— Start of Listing —
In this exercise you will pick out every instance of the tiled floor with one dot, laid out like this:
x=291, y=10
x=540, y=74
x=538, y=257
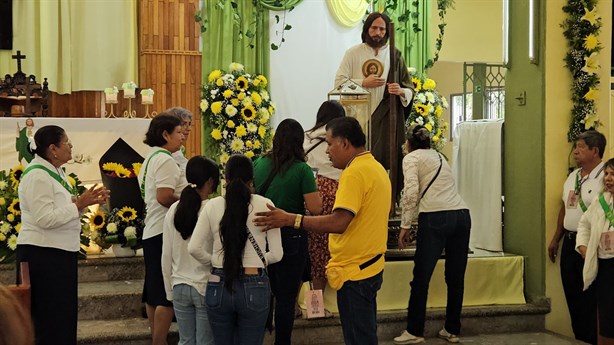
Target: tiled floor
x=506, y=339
— End of Listing —
— Start of Listing —
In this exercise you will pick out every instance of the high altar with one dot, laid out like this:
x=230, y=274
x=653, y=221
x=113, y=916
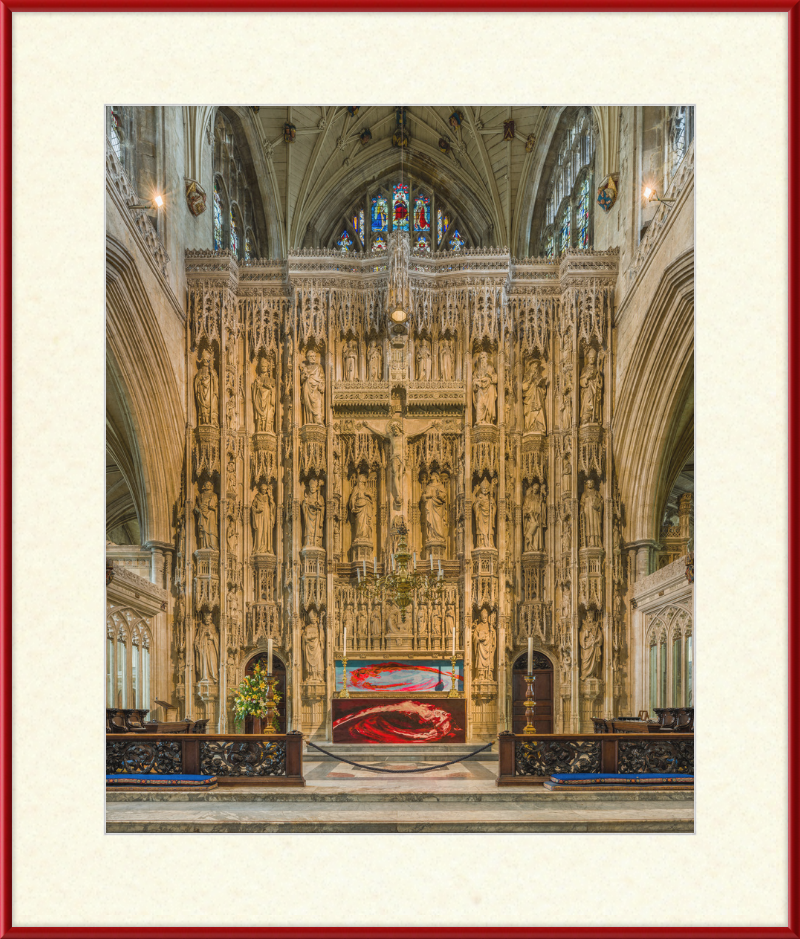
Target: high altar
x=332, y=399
— End of Listing —
§ **What is expected**
Format the lines from the one containing "of the tiled" through the one containing "x=506, y=339", inclusive, as a JSON list of strings with one string per line and blank lines omitted. Leave the pictures out of the answer.

§ **Solution to the exercise**
[
  "In this exercise you will pick out every instance of the tiled floor with one dot, laid out like this:",
  "x=291, y=10",
  "x=540, y=74",
  "x=538, y=257",
  "Target: tiled floor",
  "x=506, y=339"
]